[[ Input records, beginning ]]

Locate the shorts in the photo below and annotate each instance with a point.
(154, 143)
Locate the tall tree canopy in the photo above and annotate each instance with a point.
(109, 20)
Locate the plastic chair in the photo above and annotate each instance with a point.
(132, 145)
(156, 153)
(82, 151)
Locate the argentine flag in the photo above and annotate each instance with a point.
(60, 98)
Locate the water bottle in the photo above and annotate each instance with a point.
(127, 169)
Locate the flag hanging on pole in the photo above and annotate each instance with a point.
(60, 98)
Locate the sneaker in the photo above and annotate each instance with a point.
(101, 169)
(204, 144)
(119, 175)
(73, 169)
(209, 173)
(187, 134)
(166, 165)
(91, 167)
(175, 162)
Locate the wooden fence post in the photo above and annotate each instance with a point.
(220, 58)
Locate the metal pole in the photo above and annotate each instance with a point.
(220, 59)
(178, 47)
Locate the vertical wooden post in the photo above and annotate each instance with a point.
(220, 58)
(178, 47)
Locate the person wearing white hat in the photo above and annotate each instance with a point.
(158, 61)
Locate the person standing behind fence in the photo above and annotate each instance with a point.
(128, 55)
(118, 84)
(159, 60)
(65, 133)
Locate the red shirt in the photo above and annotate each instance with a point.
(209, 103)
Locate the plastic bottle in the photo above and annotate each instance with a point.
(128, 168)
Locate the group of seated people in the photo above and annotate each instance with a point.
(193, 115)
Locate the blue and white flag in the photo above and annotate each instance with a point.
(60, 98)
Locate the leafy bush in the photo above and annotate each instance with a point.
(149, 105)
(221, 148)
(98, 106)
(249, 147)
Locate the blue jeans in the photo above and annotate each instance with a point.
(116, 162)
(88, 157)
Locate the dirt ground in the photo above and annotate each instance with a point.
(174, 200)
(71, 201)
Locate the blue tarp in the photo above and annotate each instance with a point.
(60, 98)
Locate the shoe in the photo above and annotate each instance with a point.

[[ Input records, end ]]

* What you have to do *
Every line of the data should be output exactly as it was given.

* Exercise output *
Locate the shorts in the photo below and annotate each instance with a point.
(154, 143)
Locate the tall tree canopy in the photo above and annotate each instance with a point.
(109, 20)
Locate the plastic chair in the photo above and annotate each instance with a point.
(132, 145)
(156, 153)
(82, 151)
Locate the argentine flag in the photo above and annotate each instance with a point.
(60, 98)
Locate the water bottle in the photo above and annotate each instance with a point.
(127, 169)
Locate the flag hanging on pole in the photo above and annotate each instance with a point.
(60, 98)
Locate the sneaker in the photo above and annotate each instance with a point.
(101, 169)
(204, 144)
(119, 175)
(73, 169)
(209, 173)
(187, 134)
(166, 165)
(91, 167)
(175, 162)
Locate the wooden fence post in the photo above and annotate each instance with a point.
(220, 58)
Locate the metal pole in the photo above and annotate each instance with a point.
(220, 59)
(178, 47)
Locate the vertical wooden post in the photo above and annotate each instance with a point.
(220, 58)
(178, 47)
Locate the person wearing white hat in the photo above and annotate each instance with a point.
(158, 61)
Locate the person standing behind fence in the photo above and annotate each instance with a point.
(128, 55)
(118, 84)
(159, 60)
(65, 133)
Locate the red shirt in the photo above and annotate each instance with a point.
(209, 103)
Locate the plastic bottle in the photo above and annotate each instance with a point.
(128, 168)
Locate the group of seated people in the photo above and annotate each instance with a point.
(193, 115)
Locate the blue and white flag in the photo above and annotate each instance with a point.
(60, 98)
Locate the leafy bush in the photo above and annotate each instance with a point.
(149, 105)
(221, 148)
(98, 106)
(249, 147)
Locate the blue jeans in the photo above and annotate each instance with a point.
(116, 162)
(88, 157)
Locate the dirt ground in the photo above and annotate each instance with a point.
(174, 200)
(71, 201)
Locate the blue tarp in the photo above and annotate each instance with a point.
(60, 98)
Locate the shoe in the photo above and annotate each instance with a point.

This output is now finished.